== RECORDS FOR THIS EXERCISE ==
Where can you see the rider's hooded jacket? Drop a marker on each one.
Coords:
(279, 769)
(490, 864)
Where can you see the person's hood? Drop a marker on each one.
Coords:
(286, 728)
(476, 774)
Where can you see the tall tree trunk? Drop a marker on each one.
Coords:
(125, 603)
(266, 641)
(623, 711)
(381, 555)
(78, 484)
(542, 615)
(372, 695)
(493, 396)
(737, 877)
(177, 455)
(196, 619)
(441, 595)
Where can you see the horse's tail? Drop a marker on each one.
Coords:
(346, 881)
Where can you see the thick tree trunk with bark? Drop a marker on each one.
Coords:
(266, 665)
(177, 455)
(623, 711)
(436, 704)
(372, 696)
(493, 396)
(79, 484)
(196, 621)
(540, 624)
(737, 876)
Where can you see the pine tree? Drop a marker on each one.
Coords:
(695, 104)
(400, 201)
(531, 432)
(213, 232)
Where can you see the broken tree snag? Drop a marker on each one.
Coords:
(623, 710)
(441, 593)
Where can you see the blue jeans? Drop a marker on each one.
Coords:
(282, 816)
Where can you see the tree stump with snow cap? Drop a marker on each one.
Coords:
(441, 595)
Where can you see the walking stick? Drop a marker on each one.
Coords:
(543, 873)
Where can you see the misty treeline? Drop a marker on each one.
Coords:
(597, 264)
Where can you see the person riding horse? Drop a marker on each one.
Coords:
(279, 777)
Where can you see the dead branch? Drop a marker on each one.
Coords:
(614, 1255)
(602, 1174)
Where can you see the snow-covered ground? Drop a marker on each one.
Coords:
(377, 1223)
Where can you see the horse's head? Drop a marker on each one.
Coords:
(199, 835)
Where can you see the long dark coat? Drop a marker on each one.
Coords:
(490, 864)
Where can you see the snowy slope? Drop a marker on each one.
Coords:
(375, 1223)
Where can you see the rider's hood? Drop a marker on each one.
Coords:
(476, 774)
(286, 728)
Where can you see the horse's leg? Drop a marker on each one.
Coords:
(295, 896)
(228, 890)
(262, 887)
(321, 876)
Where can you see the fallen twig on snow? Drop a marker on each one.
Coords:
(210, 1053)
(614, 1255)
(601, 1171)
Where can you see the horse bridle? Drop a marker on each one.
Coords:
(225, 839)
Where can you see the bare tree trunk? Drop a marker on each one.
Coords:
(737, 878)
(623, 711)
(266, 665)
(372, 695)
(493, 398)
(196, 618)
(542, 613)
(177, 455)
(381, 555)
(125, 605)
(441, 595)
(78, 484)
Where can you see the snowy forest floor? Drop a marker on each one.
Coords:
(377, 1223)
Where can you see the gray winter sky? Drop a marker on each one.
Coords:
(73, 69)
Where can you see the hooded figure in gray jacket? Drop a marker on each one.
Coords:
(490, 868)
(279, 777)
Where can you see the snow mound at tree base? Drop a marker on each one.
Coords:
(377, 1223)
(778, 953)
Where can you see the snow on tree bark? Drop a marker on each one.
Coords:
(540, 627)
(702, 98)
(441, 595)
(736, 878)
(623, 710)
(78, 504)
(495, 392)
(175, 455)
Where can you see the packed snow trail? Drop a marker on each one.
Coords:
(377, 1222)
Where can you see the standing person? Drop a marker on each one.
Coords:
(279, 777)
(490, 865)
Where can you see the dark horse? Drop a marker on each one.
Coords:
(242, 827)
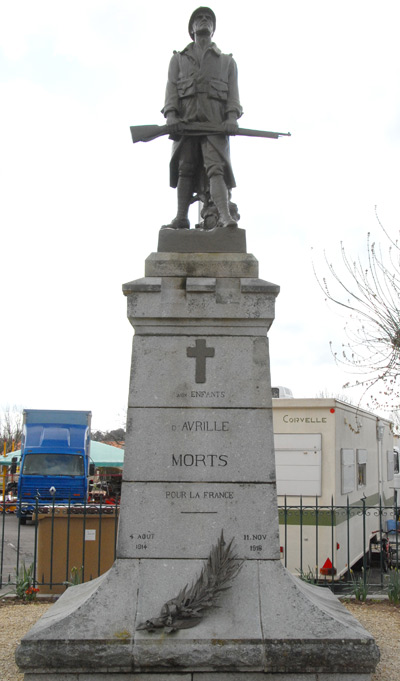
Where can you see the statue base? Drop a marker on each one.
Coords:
(199, 460)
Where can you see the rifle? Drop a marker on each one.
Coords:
(146, 133)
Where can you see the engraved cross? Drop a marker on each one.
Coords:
(200, 353)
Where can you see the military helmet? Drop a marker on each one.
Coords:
(192, 18)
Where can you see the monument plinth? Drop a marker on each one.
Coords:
(198, 590)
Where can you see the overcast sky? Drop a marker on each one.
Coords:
(81, 205)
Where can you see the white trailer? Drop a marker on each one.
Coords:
(330, 454)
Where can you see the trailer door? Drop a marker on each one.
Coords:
(298, 464)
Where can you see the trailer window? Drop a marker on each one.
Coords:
(53, 464)
(348, 470)
(361, 468)
(390, 464)
(396, 461)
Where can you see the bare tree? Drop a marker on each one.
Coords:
(369, 293)
(10, 427)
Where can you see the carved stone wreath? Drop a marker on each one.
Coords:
(187, 609)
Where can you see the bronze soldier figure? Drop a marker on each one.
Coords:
(202, 88)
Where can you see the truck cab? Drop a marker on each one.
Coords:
(55, 458)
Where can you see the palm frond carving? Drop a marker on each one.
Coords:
(187, 609)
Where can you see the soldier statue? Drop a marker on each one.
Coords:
(202, 88)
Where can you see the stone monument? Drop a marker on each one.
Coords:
(198, 591)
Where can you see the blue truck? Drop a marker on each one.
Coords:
(55, 459)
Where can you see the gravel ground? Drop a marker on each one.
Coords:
(381, 619)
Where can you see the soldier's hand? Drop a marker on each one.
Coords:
(175, 124)
(231, 126)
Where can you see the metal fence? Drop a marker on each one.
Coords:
(329, 544)
(76, 543)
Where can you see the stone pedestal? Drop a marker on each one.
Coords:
(199, 461)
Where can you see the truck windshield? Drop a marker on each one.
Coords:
(53, 464)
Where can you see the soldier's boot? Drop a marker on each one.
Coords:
(184, 193)
(220, 198)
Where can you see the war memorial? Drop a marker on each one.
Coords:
(198, 591)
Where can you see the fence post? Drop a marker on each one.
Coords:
(35, 538)
(52, 541)
(3, 522)
(348, 538)
(83, 540)
(364, 541)
(99, 550)
(67, 570)
(332, 540)
(301, 535)
(116, 524)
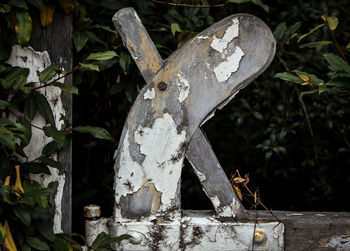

== TASK TO CARRY OUT ==
Return the opening line of the data and every line after it through the line containing "Where can you see the tall", please, exactly as written and with nothing added.

== ANSWER BELOW ==
Where can you see the rider's hooded jacket? Drop a marker on each one.
Coords:
(279, 769)
(490, 864)
Where can you see the person's hood? Drop a marker on each one.
Coords:
(286, 728)
(476, 774)
Where can you see the tall tree trunk? Drop a marker on each one.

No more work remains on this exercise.